- Exercise aim -
Please show all lines of the records that include "walking".

[Start of section]

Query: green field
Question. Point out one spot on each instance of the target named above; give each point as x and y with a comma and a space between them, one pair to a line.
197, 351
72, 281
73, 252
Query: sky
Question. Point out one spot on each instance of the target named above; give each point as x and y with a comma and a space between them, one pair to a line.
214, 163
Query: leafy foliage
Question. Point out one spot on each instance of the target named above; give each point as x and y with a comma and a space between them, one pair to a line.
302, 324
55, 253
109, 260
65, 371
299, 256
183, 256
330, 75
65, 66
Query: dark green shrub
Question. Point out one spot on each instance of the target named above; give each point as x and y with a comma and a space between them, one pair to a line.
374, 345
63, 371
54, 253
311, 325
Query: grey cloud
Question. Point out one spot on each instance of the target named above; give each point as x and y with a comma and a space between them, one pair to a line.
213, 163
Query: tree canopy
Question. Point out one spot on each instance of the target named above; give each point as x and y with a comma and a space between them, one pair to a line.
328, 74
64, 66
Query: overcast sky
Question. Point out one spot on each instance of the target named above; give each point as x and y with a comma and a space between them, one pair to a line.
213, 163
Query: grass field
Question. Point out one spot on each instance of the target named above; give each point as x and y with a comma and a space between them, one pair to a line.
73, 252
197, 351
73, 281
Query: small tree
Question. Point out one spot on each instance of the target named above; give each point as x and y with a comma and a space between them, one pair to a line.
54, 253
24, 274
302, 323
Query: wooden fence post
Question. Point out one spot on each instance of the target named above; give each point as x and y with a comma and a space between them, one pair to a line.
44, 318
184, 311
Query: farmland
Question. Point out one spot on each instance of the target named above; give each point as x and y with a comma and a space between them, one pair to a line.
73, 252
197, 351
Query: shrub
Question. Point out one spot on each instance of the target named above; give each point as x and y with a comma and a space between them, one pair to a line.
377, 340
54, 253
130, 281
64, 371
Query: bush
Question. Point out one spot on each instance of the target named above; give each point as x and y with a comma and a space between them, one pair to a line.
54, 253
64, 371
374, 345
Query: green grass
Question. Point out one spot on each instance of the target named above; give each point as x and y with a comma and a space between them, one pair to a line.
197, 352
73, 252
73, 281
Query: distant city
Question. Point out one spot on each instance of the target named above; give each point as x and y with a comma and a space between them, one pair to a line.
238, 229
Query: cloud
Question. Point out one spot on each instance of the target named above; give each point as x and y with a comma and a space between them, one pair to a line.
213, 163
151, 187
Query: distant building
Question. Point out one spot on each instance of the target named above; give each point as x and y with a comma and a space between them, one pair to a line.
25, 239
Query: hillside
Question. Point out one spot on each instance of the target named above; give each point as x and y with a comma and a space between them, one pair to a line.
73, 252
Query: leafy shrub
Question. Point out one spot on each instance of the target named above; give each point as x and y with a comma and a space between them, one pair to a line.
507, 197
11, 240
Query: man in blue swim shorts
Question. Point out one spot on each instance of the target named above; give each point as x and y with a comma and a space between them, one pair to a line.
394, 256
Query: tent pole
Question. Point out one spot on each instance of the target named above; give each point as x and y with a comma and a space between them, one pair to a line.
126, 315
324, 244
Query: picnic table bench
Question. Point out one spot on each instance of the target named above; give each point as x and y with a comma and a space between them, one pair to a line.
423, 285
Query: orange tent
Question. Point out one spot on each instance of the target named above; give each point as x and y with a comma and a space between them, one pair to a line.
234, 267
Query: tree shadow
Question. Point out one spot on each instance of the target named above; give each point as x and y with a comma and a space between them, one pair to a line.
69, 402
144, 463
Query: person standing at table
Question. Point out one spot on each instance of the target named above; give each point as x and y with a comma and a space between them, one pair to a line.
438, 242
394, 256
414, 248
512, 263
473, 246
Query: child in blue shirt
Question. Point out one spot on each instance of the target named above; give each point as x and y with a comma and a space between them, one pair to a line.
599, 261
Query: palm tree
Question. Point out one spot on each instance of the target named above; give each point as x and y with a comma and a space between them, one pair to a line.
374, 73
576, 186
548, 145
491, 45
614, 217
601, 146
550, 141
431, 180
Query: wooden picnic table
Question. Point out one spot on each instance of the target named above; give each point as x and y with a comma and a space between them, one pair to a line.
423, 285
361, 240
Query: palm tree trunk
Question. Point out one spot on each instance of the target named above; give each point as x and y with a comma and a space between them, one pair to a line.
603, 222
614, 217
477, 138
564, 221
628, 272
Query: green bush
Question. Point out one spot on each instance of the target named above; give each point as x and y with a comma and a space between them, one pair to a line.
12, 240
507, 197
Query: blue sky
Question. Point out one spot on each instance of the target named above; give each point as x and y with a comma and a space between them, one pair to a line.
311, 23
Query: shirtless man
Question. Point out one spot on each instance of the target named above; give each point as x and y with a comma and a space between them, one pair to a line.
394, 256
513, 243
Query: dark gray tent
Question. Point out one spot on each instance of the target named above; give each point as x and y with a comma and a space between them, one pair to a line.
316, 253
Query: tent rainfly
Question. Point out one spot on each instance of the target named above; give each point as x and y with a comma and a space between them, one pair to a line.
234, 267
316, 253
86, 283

[End of section]
[Start of section]

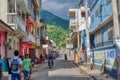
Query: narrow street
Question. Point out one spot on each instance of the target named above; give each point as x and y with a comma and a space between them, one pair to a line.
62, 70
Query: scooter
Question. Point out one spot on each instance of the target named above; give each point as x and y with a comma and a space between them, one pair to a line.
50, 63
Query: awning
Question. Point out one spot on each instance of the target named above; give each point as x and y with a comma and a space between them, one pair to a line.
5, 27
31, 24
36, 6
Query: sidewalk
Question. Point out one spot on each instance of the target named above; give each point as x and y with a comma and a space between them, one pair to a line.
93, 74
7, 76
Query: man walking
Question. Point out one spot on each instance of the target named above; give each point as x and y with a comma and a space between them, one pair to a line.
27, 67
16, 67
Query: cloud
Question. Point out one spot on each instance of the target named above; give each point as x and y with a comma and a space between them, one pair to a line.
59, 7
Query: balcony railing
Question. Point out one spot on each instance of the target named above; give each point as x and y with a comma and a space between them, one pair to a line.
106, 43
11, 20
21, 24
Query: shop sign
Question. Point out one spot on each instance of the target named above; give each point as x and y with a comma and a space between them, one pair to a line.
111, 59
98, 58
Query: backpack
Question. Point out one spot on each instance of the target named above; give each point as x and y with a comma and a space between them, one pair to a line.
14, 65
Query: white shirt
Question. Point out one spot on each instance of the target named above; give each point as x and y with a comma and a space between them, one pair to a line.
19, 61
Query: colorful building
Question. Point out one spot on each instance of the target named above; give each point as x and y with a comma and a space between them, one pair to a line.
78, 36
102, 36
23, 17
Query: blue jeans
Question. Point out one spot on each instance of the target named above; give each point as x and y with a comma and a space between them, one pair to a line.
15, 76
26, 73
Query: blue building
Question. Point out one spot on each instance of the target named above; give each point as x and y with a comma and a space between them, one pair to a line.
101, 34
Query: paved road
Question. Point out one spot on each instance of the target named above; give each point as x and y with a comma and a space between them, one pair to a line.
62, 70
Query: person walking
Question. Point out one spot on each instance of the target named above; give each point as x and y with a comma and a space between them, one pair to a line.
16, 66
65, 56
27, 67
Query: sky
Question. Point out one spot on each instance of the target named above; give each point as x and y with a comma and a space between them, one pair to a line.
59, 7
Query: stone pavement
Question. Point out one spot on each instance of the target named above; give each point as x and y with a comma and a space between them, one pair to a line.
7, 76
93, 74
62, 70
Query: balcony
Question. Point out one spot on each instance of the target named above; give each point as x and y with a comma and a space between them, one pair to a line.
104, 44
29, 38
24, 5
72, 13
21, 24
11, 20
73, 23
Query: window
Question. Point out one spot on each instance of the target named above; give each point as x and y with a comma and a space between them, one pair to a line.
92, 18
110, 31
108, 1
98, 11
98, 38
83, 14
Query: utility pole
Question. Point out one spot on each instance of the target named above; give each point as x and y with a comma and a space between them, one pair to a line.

[End of section]
[Start of section]

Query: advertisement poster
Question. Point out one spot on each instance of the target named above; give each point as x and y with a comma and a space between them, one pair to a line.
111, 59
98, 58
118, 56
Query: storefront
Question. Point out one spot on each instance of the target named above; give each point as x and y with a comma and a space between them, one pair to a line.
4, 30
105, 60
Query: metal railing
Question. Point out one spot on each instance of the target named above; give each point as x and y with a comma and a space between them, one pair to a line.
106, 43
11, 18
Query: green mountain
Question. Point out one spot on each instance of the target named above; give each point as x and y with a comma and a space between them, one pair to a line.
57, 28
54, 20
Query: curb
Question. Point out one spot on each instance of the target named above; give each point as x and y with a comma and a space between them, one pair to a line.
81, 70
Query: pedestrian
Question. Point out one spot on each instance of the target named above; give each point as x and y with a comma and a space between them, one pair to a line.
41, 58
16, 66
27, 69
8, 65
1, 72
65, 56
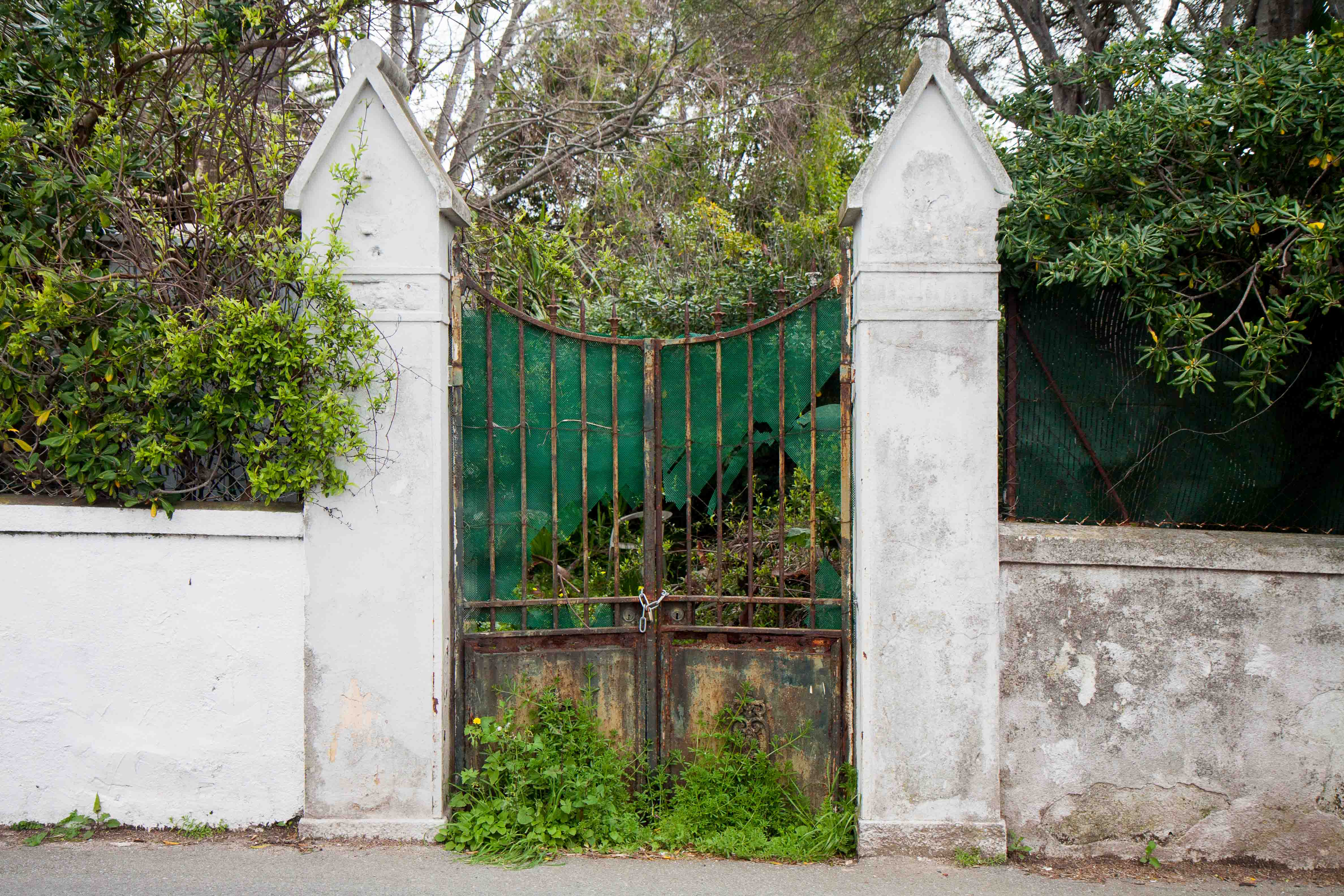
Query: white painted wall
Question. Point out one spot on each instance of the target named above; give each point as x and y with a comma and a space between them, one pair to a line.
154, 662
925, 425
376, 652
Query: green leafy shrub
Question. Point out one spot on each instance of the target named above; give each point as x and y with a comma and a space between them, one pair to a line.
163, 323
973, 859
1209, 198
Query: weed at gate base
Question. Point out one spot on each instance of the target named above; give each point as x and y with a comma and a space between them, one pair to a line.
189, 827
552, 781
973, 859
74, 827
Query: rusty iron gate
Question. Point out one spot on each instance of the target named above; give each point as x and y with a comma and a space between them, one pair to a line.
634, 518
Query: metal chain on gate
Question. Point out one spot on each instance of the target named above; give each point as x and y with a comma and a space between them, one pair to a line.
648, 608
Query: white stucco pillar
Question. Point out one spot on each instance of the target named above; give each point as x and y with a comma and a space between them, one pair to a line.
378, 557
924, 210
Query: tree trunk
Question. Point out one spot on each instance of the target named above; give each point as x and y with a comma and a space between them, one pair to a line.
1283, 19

[End of section]

- Answer to the exercise -
Query: man walking
Query: person walking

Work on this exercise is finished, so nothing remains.